**EXERCISE AIM**
In the earnings call remarks below, which two companies were Valco's consortium partners for the new blocks awarded in Gabon?

Thanks, Ron. The future remains very bright for Valco, and this is a very dynamic time in our energy industry. We are accretively growing production and cash flow through organic drilling and continue to evaluate additional opportunities with a focus on providing sustainable returns to our shareholders. We have a strong asset base at Atatami that is generating meaningful free cash flow and adjusted EBITDAX, even more so in the current pricing environment, which enhances our financial flexibility and allows us to return cash to our shareholders through our quarterly dividends. We forecast that our 2021-2022 drilling programme and our FSO conversion at Itami will be fully funded by cash on hand and internally generated cash flow. We have already seen the first results of a drilling campaign with the Itami 8H sidetrack well exceeding our expectations and the FSO conversion is on schedule, both of which will enhance our ability to generate additional cash flows in 2022 and beyond. We have completed our drilling feasibility study for the standalone development of the Venus Discovery at Block P in Equatorial Guinea, and we are moving forward now with the field development concept. We are negotiating the PSC terms with the Gabonese government on the new blocks in Gabon that we were awarded in Q4 2021 as part of the consortium with BW Energy and Panoro Energy. The blocks are adjacent to our existing Itami field and we believe they hold tremendous potential to help us establish sustainable long-term production in Gabon. Itami, Block P and potentially now the new blocks in Gabon can enhance our business and provide a strong platform for organic growth, allowing Valco to build size and scale in West Africa. We believe that with our strong cash position and our increasing size and scale, we can evaluate and more easily incorporate accretive acquisitions that meet our stringent investment criteria and strategic vision. Finally, as part of our value creation strategy moving forward, we will be paying our first quarterly dividend later this month. We believe that prudently returning cash to shareholders is a great way to complement our accretive growth strategy. As you can see, we are firmly focused on ways to increase total shareholder return and operating with the highest regards towards ESG while we execute on our strategic objectives in 2022 focused on sustainable and accretive growth. Thank you, and with that, operator, we're ready to take questions.

**EXTRACTED DATA**

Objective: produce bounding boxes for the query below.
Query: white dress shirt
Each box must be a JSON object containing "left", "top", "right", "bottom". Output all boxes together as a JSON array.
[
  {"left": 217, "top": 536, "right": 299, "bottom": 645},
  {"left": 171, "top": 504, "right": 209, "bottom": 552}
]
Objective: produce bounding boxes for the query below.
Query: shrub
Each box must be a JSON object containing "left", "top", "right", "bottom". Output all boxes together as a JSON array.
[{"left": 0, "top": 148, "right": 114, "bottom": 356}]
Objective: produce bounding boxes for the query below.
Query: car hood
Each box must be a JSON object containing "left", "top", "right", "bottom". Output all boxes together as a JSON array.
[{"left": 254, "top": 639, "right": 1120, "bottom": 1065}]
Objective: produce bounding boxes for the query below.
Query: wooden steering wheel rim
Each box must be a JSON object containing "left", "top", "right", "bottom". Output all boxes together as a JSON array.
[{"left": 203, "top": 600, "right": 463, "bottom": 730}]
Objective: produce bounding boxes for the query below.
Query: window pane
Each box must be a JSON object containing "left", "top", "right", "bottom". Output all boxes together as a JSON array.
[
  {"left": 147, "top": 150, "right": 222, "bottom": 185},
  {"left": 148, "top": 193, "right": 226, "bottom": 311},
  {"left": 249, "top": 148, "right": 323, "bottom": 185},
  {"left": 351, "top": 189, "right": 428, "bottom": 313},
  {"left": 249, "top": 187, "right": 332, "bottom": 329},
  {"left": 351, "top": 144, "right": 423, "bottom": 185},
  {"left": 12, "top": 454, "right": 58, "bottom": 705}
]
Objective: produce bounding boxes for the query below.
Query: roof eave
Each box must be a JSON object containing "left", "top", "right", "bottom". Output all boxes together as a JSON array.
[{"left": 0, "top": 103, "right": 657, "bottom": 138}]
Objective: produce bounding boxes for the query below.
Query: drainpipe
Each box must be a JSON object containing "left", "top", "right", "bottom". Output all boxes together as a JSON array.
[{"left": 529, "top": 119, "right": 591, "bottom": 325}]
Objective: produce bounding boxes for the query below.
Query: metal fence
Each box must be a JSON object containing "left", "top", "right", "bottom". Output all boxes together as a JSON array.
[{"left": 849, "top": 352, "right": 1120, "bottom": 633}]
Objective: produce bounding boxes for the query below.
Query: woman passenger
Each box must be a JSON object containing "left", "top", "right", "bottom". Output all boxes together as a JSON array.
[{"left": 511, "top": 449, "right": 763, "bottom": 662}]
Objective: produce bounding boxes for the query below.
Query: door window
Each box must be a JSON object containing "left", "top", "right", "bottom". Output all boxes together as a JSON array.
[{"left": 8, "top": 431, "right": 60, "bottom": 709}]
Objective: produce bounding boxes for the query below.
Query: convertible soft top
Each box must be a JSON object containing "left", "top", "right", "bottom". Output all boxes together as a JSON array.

**ANSWER FOR THIS EXERCISE**
BW Energy and Panoro Energy.